本文抜粋 -
Javaさんのお部屋(サム・ジーヴァ帝国図書館)

Javaさんのお部屋です。引っ越しました。詳しくは「はじめに」を読んでね。スマホ版は全体像が見えにくいから、PC版と切り替えながら見てね。

朝が来る

朝が来る (文春文庫)

【概要】
著者(監督):辻村深月

不妊治療の末、養子縁組により育ての親となった夫婦の元に怪しげな刺客が。
それは変わり果てた生みの親だった。不妊治療や養子縁組に関する理解が深まるのでは。養父母の愛情と実母の貧困逃亡生活が真に迫る。二人のお母ちゃんが再び邂逅するのは救いあるエンドでしたね。

 

【詳細】
<あらすじ>

asagakuru-movie.jp


<メモ>

  • 第一章 平穏と不穏

目の前は眩むような思いがしたが、今はただ、引いてはいけないという、その一念だった。

ここで流されて、朝斗を信じないことは。あの子を手放すことは一緒だ。親であることをやめるのと一緒だ。

 

母子の情愛。からの突然闇に落とした悪夢のような電話。

 

「子どもを、返してほしいんです」

 

  • 第二章 長いトンネル

「──もっと早く、やめたいって言えなくて、ごめん」

 

夫婦の葛藤と情愛、そして選択。

 

清和の手が、その頬に触れる。
「かわいいなぁ」と彼が言った。
その瞬間、思った。
恋に落ちるように、と聞いた、あの表現とは少し違う。けれど、佐都子ははっきりと思った。
朝が来た、と。
終わりがない、長く暗い夜の底を歩いているような、光のないトンネルを抜けて。永遠に明けないと思っていた夜が、今、明けた。

作業指示 - 『朝が来る』の紹介文を、「Javaさんのお部屋(サム・ジーヴァ帝国図書館)」から「のは救いあるエンドでしたね。」まで全部書き直してください。その際、「養子縁組」を「特別養子縁組」に置き換えてください。 この一覧は、ここでの作業とは関係ありません。

データセットの項目:
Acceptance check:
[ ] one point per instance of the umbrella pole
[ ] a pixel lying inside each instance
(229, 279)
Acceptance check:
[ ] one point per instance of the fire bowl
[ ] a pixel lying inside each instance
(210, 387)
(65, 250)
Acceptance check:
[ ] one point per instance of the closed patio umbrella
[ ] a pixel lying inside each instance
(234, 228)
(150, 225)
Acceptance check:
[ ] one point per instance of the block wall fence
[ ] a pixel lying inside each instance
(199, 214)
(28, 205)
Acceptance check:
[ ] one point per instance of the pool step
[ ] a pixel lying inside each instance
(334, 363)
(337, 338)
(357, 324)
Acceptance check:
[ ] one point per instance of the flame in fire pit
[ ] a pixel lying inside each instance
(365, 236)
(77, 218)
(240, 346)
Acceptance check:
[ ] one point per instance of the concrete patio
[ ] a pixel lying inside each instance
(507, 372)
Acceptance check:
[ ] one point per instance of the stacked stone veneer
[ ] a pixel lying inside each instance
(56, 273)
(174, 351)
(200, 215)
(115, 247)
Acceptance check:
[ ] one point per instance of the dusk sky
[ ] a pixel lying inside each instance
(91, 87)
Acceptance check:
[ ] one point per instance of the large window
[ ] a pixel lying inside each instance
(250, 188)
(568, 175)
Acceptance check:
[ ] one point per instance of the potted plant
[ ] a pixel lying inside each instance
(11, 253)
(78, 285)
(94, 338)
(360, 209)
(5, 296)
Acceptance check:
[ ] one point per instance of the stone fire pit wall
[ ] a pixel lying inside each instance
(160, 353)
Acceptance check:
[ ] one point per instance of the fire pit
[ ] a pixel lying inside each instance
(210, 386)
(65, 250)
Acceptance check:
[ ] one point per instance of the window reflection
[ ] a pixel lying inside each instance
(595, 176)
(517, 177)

解答 -
Javaさんのお部屋(サム・ジーヴァ帝国図書館)

Javaさんのお部屋です。引っ越しました。詳しくは「はじめに」を読んでね。スマホ版は全体像が見えにくいから、PC版と切り替えながら見てね。

朝が来る

朝が来る (文春文庫)

【概要】
著者(監督):辻村深月

不妊治療の末、特別養子縁組により育ての親となった夫婦の元に怪しげな刺客が。
それは変わり果てた生みの親だった。不妊治療や特別養子縁組に関する理解が深まるのでは。養父母の愛情と実母の貧困逃亡生活が真に迫る。二人のお母ちゃんが再び邂逅するのは救いあるエンドでしたね。